[Dataset entries]
···
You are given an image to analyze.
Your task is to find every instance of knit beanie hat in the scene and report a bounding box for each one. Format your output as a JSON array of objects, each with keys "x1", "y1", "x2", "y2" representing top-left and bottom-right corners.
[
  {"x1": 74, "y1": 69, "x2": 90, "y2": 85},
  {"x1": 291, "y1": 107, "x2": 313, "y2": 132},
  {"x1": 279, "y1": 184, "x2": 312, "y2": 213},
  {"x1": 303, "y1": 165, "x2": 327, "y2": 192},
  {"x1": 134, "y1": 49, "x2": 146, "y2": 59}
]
···
AIM OF THE TASK
The answer must restate all of the entries exactly.

ANSWER
You are given an image to analyze.
Your task is to find every instance of knit beanie hat in the scene and report a bounding box for each one. Format your output as a JSON array of objects, each with keys "x1", "y1", "x2", "y2" representing top-left and bottom-right corners.
[
  {"x1": 74, "y1": 69, "x2": 90, "y2": 85},
  {"x1": 291, "y1": 107, "x2": 313, "y2": 132},
  {"x1": 279, "y1": 184, "x2": 312, "y2": 213},
  {"x1": 303, "y1": 165, "x2": 327, "y2": 192},
  {"x1": 134, "y1": 49, "x2": 146, "y2": 59}
]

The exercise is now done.